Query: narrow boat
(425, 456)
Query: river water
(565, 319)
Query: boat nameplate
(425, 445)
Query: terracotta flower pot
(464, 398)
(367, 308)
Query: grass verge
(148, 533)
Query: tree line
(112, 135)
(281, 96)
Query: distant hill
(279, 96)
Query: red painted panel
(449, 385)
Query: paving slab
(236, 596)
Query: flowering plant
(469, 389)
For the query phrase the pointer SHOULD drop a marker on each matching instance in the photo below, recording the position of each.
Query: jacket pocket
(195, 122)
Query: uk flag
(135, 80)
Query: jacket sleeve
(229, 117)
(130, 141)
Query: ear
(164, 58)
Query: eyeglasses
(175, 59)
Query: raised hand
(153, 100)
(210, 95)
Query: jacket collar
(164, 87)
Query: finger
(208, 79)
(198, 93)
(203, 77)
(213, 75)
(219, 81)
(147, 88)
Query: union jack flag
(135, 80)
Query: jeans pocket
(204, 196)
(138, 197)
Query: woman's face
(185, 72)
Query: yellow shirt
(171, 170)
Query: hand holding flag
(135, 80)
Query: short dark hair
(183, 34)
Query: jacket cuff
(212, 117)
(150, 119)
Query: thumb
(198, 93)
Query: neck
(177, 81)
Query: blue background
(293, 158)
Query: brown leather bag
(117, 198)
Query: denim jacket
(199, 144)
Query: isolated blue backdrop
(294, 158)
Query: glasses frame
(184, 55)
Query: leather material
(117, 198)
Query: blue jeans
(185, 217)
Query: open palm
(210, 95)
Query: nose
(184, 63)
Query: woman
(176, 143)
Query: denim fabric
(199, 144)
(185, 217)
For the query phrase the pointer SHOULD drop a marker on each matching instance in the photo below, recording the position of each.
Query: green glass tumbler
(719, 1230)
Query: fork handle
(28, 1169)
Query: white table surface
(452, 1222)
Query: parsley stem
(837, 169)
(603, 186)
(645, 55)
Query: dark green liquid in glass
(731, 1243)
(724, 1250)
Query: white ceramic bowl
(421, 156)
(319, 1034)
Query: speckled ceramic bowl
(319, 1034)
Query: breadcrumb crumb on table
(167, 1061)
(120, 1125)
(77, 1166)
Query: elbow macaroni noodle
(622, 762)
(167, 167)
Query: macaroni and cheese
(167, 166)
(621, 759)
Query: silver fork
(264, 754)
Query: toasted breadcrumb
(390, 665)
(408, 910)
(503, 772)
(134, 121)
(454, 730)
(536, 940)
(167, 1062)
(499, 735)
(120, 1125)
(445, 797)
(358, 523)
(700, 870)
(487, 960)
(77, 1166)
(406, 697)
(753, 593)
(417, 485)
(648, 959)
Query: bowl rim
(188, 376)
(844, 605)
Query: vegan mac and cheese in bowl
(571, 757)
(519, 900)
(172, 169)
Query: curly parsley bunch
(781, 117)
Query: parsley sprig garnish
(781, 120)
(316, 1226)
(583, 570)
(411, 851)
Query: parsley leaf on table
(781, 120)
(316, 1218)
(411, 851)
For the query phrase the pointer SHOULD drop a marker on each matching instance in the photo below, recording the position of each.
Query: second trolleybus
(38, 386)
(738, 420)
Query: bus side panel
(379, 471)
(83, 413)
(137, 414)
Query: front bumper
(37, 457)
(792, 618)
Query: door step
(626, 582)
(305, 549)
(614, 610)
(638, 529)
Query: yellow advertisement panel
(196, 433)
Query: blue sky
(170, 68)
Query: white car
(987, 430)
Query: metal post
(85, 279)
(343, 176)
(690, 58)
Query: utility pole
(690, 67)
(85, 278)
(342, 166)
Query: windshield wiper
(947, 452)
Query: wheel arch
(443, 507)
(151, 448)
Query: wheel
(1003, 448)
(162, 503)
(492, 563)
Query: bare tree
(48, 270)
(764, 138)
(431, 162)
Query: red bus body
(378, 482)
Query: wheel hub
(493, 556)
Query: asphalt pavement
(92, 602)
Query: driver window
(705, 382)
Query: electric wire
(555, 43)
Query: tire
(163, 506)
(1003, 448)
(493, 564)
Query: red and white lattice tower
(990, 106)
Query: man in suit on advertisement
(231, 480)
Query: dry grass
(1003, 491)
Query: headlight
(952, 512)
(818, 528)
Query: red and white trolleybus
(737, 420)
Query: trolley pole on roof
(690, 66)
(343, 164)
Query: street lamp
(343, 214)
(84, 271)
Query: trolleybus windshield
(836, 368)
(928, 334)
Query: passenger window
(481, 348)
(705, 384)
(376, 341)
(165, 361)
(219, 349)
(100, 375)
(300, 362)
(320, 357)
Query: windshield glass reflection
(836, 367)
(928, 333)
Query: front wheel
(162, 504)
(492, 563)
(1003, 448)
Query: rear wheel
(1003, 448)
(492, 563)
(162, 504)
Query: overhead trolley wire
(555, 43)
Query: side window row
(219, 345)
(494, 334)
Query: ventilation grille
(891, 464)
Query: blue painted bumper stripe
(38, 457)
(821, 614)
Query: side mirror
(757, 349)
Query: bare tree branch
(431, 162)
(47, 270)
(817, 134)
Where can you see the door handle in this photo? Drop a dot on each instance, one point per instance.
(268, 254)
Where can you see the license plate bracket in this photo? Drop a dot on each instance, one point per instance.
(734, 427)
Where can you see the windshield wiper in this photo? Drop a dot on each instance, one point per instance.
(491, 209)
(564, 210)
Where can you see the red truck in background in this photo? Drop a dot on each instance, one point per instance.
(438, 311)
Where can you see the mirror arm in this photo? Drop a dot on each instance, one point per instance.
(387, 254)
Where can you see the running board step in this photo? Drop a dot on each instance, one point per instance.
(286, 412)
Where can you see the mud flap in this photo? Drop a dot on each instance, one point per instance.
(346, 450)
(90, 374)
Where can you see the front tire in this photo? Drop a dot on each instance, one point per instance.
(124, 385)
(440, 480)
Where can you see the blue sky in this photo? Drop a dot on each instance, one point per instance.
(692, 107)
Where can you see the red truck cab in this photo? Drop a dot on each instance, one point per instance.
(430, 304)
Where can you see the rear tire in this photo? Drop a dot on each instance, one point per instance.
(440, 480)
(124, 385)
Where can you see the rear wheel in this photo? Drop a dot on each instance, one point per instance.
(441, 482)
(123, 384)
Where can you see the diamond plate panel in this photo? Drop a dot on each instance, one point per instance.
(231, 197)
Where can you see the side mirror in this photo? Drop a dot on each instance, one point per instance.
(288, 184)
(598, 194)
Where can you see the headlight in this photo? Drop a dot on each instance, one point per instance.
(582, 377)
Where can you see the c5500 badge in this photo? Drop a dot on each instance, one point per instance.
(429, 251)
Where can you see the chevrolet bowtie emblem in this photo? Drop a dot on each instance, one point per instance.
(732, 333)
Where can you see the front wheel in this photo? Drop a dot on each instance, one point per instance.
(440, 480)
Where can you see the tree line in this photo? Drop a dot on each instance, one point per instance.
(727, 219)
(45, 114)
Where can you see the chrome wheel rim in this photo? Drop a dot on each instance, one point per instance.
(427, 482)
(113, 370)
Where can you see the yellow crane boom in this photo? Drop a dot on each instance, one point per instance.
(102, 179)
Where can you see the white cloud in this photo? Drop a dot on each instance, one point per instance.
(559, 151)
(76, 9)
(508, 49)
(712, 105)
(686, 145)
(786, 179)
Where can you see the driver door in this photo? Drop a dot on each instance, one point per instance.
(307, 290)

○ ○ ○ ○

- **Goal**: Every entry must be output again, exactly as written above.

- **Task response**:
Query: narrow boat
(425, 456)
Query: river water
(565, 319)
Query: boat nameplate
(425, 445)
Query: terracotta flower pot
(464, 398)
(367, 308)
Query: grass verge
(148, 533)
Query: tree line
(112, 135)
(281, 96)
Query: distant hill
(279, 96)
Query: red painted panel
(449, 385)
Query: paving slab
(236, 596)
Query: flowering plant
(469, 389)
For the query phrase the pointer SHOULD drop a marker on each matching instance in the photo below, recording the position of each.
Query: jacket pocket
(195, 122)
Query: uk flag
(135, 80)
Query: jacket sleeve
(229, 117)
(130, 141)
Query: ear
(164, 58)
Query: eyeglasses
(175, 59)
Query: raised hand
(153, 100)
(210, 95)
Query: jacket collar
(164, 87)
Query: finger
(208, 79)
(198, 93)
(203, 77)
(213, 75)
(219, 81)
(147, 88)
Query: union jack flag
(135, 80)
Query: jeans pocket
(204, 196)
(138, 197)
Query: woman's face
(185, 72)
Query: yellow shirt
(171, 170)
Query: hand holding flag
(135, 80)
Query: short dark hair
(183, 34)
Query: jacket cuff
(212, 117)
(150, 119)
Query: thumb
(198, 93)
Query: neck
(177, 81)
Query: blue background
(293, 158)
Query: brown leather bag
(117, 198)
Query: denim jacket
(199, 144)
Query: isolated blue backdrop
(294, 158)
Query: glasses frame
(184, 55)
Query: leather material
(117, 198)
Query: blue jeans
(185, 217)
Query: open palm
(210, 95)
Query: nose
(184, 63)
Query: woman
(176, 143)
Query: denim fabric
(199, 144)
(185, 217)
For the query phrase the pointer SHOULD drop a marker on each matching instance in the photo below, recording the position of each.
Query: green glass tumbler
(719, 1230)
Query: fork handle
(28, 1169)
Query: white table surface
(452, 1222)
Query: parsley stem
(837, 169)
(603, 186)
(645, 55)
Query: dark green liquid in glass
(731, 1243)
(724, 1250)
Query: white ceramic bowl
(421, 156)
(319, 1034)
Query: speckled ceramic bowl
(319, 1034)
Query: breadcrumb crumb on table
(167, 1061)
(120, 1125)
(77, 1166)
Query: elbow macaroni noodle
(622, 762)
(167, 167)
Query: macaroni and cheese
(167, 166)
(621, 759)
Query: silver fork
(264, 754)
Query: toasted breadcrumb
(390, 665)
(408, 910)
(503, 772)
(134, 121)
(454, 730)
(536, 940)
(167, 1062)
(499, 735)
(120, 1125)
(445, 797)
(358, 523)
(700, 870)
(487, 960)
(77, 1166)
(406, 697)
(753, 593)
(417, 485)
(648, 959)
Query: bowl rim
(188, 376)
(844, 605)
Query: vegan mac and cheese in bowl
(571, 757)
(519, 900)
(172, 169)
Query: curly parsley bunch
(781, 117)
Query: parsley sprig garnish
(781, 120)
(316, 1226)
(583, 570)
(411, 851)
Query: parsley leaf on table
(781, 120)
(316, 1218)
(411, 851)
For the query phrase the pointer SHOULD drop a marker on each matching instance in the photo below, recording the position of each.
Query: second trolleybus
(38, 386)
(738, 420)
Query: bus side panel
(379, 471)
(83, 413)
(137, 414)
Query: front bumper
(37, 457)
(792, 618)
Query: door step
(626, 582)
(305, 549)
(614, 610)
(638, 529)
Query: yellow advertisement panel
(196, 433)
Query: blue sky
(170, 68)
Query: white car
(987, 430)
Query: metal post
(85, 279)
(343, 176)
(690, 58)
Query: utility pole
(690, 67)
(85, 278)
(342, 166)
Query: windshield wiper
(947, 452)
Query: wheel arch
(443, 507)
(151, 448)
Query: wheel
(1003, 448)
(162, 503)
(492, 563)
Query: bare tree
(48, 270)
(764, 138)
(431, 162)
Query: red bus body
(378, 482)
Query: wheel hub
(493, 556)
Query: asphalt pavement
(92, 602)
Query: driver window
(705, 382)
Query: electric wire
(555, 43)
Query: tire
(163, 506)
(1003, 448)
(493, 564)
Query: red and white lattice tower
(990, 106)
Query: man in suit on advertisement
(231, 480)
Query: dry grass
(1003, 491)
Query: headlight
(952, 512)
(818, 528)
Query: red and white trolleybus
(737, 420)
Query: trolley pole on roof
(690, 66)
(343, 164)
Query: street lamp
(343, 214)
(84, 271)
Query: trolleybus windshield
(836, 368)
(928, 334)
Query: passenger window
(481, 348)
(705, 384)
(376, 341)
(165, 361)
(219, 349)
(100, 375)
(300, 362)
(320, 357)
Query: windshield glass reflection
(836, 367)
(928, 333)
Query: front wheel
(162, 504)
(492, 563)
(1003, 448)
Query: rear wheel
(1003, 448)
(492, 563)
(162, 504)
Query: overhead trolley wire
(555, 43)
Query: side window row
(219, 345)
(494, 334)
Query: ventilation grille
(891, 464)
Query: blue painted bumper stripe
(38, 457)
(821, 614)
Query: side mirror
(757, 349)
Query: bare tree branch
(431, 162)
(47, 270)
(817, 134)
Where can you see the door handle in this photo? Drop a dot on each instance, one point per instance.
(268, 254)
Where can you see the license plate bracket in this photo? Drop a dot on each instance, one point per instance.
(734, 427)
Where can you see the windshield wiper in this photo? Drop a dot on each instance, one point per instance.
(491, 209)
(564, 210)
Where can you see the red truck in background in this photo? Drop a dot on each instance, one point per instance.
(438, 311)
Where can you see the mirror arm in this photo? Drop a dot on each instance, one point per instance.
(387, 254)
Where can you see the running board step in this photo? Drop a dot on each instance, one point per instance.
(286, 412)
Where can you see the mud flap in this photo? Drop a dot on each instance, one point per instance.
(346, 450)
(90, 374)
Where can you see the front tire in this photo? Drop a dot on each instance, one point per instance.
(124, 385)
(440, 480)
Where can you see the blue sky in this photo? Drop a dot on each instance, one point per instance.
(692, 107)
Where can you see the red truck cab in this photo? Drop a dot on each instance, one point per instance.
(430, 304)
Where can you see the rear tire in this photo? Drop a dot on each instance, one point per instance.
(440, 480)
(124, 385)
Where can you see the rear wheel in this photo? Drop a dot on each instance, one point per instance.
(441, 482)
(123, 384)
Where can you see the diamond plate panel in this photo? Drop a dot on each instance, one point per instance.
(231, 197)
Where can you see the side mirror in this photo? Drop a dot on each instance, one point per instance.
(288, 184)
(598, 194)
Where can you see the headlight in this photo? Drop a dot on each instance, one point per instance.
(582, 377)
Where can you see the c5500 badge in this photo? Drop a dot on each instance, one point per instance.
(429, 251)
Where can you see the chevrolet bowtie emblem in this photo? Drop a dot on each instance, one point per instance.
(732, 333)
Where can you see the front wheel in this photo? Drop a dot on each instance, one point per instance.
(440, 480)
Where can you see the tree line in this photo? Drop a dot on each instance, one point per instance.
(727, 219)
(45, 114)
Where can you see the chrome wheel rim in this photo? Drop a dot on each instance, one point per instance.
(427, 482)
(113, 370)
Where can you see the yellow crane boom in this photo? Drop a dot on each instance, one point per instance.
(102, 179)
Where can you see the white cloud in this photo? Drop a dot on each instance, one point per instance.
(559, 151)
(76, 9)
(508, 49)
(712, 105)
(686, 145)
(786, 179)
Where can you see the driver door in this photo? Drop a dot on each instance, one point per instance.
(307, 290)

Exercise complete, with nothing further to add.